#### [Source document]
▼
AAAAHH

“Neither the Balfour Declaration nor the mandate ever specifically conceded that Palestinians had political, as opposed to civil and religious, rights in Palestine. The idea of inequality between Jews and Arabs was therefore built into British, and subsequently Israeli and United States, policy from the start.”

– Edward Said 1999

American presidents and politicians have been calling for a “Two State Solution” to the Israeli Palestine conflict for at least thirty years now. In this proposed solution, Israel and a governing body for Palestine would negotiate, give up land, and form the borders of a new Palestinian state free of Israeli occupation. One scholar called this approach “peace without Palestinians.” But is separating the two feuding nationalities of the holy land really a path to peace? Myself and those before me argue No. True peace, the kind that allows democracy and freedom to reign, is not born out of separation along racial lines. Certainly, a healthy democracy cannot long endure in the face of such an unsatisfying peace. The history of the United States shows that well enough.

The United States of America, despite being founded under the declaration “All Men are Created Equal,” was flawed from the start. American settlers from Europe were not able to coexist with Native Americans and ultimately eliminated most of them. The natives that remained were relegated to small reservations sometimes hundreds of miles from originally inhabited lands. The society born out of the colonization of America was also rife with inequality. The institution of slavery allowed white Americans to own and control black Americans, and this rotten power dynamic endured even after the dissolution of slavery thanks to a doctrine of “Separate but Equal” that codified a system of legal segregation. Segregation allowed Americans to exclude one another publicly and privately along racial lines, and segregation persisted in the United States until the Civil Rights Act of 1964. It took centuries for Black Americans to achieve equal recognition under the law, and there is still work to be done.
▲
#### [Given task A]
According to the essay, until what law did segregation persist in the United States?
#### [Given task B]
List every phrase that the essay sets in quotation marks in the paragraphs after its opening quotation.
#### [Given task C]
Repeat the essay word for word from "American presidents and" to "that well enough.".
The entries after this point come from a separate source, not from the essay.

#### [Excerpted data]
▼
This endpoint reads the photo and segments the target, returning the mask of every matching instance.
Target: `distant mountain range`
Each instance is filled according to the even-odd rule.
▲
▼
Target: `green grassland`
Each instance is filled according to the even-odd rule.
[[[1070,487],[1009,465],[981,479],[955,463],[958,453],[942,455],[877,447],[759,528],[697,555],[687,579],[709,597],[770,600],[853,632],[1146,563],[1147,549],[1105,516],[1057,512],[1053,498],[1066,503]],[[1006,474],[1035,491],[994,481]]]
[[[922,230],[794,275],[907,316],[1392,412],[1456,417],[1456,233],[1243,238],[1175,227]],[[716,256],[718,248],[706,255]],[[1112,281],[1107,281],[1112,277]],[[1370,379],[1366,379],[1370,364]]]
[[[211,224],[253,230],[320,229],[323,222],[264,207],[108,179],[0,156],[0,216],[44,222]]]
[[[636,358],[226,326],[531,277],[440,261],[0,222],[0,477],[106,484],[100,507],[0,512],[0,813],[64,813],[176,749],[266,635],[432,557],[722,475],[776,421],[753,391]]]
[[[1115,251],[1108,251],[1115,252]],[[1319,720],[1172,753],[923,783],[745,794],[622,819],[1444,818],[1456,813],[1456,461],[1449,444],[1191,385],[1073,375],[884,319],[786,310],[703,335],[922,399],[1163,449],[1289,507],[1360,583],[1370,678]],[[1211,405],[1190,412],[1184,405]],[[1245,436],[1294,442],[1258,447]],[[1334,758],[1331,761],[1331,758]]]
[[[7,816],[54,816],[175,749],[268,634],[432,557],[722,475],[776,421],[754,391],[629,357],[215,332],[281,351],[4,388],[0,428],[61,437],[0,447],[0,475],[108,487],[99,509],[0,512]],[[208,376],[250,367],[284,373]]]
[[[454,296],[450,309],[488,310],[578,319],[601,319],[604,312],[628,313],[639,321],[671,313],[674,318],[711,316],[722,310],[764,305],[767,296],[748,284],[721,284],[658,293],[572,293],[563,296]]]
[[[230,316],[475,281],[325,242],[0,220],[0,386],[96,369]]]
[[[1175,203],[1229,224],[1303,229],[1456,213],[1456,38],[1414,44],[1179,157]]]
▲
#### [Worked answer A]
The Civil Rights Act of 1964.

#### [Worked answer B]
"Two State Solution"
"peace without Palestinians"
"All Men are Created Equal"
"Separate but Equal"

#### [Worked answer C]
American presidents and politicians have been calling for a “Two State Solution” to the Israeli Palestine conflict for at least thirty years now. In this proposed solution, Israel and a governing body for Palestine would negotiate, give up land, and form the borders of a new Palestinian state free of Israeli occupation. One scholar called this approach “peace without Palestinians.” But is separating the two feuding nationalities of the holy land really a path to peace? Myself and those before me argue No. True peace, the kind that allows democracy and freedom to reign, is not born out of separation along racial lines. Certainly, a healthy democracy cannot long endure in the face of such an unsatisfying peace. The history of the United States shows that well enough.